**Exercise details:** Copy every line of the listing below, word for word.

(Saved items)
☆ ☆ ☆ ☆ ☆

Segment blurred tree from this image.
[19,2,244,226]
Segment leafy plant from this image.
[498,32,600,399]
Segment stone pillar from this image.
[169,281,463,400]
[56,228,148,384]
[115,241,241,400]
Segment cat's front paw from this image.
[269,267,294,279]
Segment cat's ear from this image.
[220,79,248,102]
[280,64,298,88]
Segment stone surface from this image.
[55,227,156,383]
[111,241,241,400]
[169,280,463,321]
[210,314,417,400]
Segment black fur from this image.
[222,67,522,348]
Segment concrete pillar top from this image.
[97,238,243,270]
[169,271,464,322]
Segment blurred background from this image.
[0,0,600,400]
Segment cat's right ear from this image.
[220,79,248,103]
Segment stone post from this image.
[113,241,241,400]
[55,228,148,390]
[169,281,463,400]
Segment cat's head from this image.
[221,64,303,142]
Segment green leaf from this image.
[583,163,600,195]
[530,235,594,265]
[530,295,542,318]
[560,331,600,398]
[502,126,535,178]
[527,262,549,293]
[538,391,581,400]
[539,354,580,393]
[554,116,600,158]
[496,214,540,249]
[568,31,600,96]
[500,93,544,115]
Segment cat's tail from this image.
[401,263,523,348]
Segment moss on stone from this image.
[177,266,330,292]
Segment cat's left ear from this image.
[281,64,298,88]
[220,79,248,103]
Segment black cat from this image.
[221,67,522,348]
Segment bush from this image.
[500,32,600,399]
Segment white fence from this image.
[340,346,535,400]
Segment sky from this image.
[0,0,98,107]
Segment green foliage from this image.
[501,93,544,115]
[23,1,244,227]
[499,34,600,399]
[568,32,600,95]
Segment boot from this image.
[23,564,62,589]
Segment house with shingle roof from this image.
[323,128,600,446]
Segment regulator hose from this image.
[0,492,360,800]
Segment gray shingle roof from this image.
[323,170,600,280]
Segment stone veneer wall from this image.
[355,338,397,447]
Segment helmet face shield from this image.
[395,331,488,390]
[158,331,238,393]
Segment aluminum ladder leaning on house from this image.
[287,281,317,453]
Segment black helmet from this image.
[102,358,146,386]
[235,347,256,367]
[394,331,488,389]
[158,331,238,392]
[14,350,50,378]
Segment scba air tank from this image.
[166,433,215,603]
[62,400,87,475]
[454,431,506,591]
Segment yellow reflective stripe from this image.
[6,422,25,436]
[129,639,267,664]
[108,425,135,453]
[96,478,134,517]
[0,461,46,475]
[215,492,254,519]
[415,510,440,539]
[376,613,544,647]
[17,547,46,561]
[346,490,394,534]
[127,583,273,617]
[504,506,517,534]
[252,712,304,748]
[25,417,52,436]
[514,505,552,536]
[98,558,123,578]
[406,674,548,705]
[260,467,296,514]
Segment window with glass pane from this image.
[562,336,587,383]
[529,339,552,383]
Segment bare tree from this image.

☆ ☆ ☆ ☆ ☆

**Written solution:**
Segment blurred tree from this image.
[19,2,244,226]
Segment leafy plant from this image.
[498,32,600,399]
Segment stone pillar from this image.
[169,281,463,400]
[56,228,148,384]
[115,241,241,400]
Segment cat's front paw from this image.
[269,267,294,279]
Segment cat's ear from this image.
[220,79,248,102]
[280,64,298,88]
Segment stone surface from this image.
[55,227,156,383]
[111,241,241,400]
[169,280,463,321]
[210,314,417,400]
Segment black fur from this image.
[222,67,522,348]
Segment concrete pillar top from this image.
[97,238,243,270]
[169,271,464,322]
Segment blurred background from this image.
[0,0,600,400]
Segment cat's right ear from this image.
[220,79,248,103]
Segment stone post from this image.
[113,241,241,400]
[55,228,148,390]
[169,281,463,400]
Segment cat's head from this image.
[221,64,303,142]
Segment green leaf from this image.
[583,163,600,195]
[530,235,594,265]
[530,295,542,318]
[560,331,600,398]
[502,126,535,178]
[527,262,549,293]
[538,391,581,400]
[539,354,580,393]
[554,116,600,158]
[496,214,540,249]
[568,31,600,96]
[500,93,544,115]
Segment cat's tail from this image.
[401,263,523,348]
Segment moss on stone from this image.
[177,266,330,292]
Segment cat's left ear from this image.
[281,64,298,88]
[220,79,248,103]
Segment black cat from this image.
[221,67,522,348]
Segment bush from this image.
[500,32,600,399]
Segment white fence from this image.
[340,346,535,400]
Segment sky from this image.
[0,0,98,107]
Segment green foliage from this image.
[501,93,544,115]
[23,1,244,227]
[499,34,600,399]
[568,32,600,95]
Segment boot from this image.
[23,564,62,589]
Segment house with shingle roof from this image.
[323,128,600,446]
Segment regulator hose from this image.
[0,492,360,800]
Segment gray shingle roof from this image.
[323,170,600,280]
Segment stone veneer wall from this image.
[355,338,397,447]
Segment helmet face shield from this image.
[395,331,488,390]
[158,331,238,393]
Segment aluminum ladder leaning on house from this image.
[287,281,317,453]
Segment black helmet from this image.
[102,358,146,386]
[235,347,256,367]
[394,331,488,389]
[158,331,238,392]
[14,350,50,378]
Segment scba air tank from this image.
[166,433,215,603]
[62,400,87,475]
[454,431,506,591]
Segment yellow reflective stripe from this image.
[6,422,25,436]
[129,639,267,664]
[108,425,135,453]
[96,478,134,517]
[0,461,46,475]
[215,492,254,519]
[415,510,440,539]
[376,613,544,647]
[17,547,46,561]
[346,490,394,534]
[127,583,273,617]
[504,506,517,534]
[252,712,304,748]
[25,417,52,436]
[514,505,552,536]
[98,558,123,578]
[406,674,548,705]
[260,467,296,514]
Segment window with glass pane from this image.
[562,336,587,383]
[529,339,552,383]
Segment bare tree from this image.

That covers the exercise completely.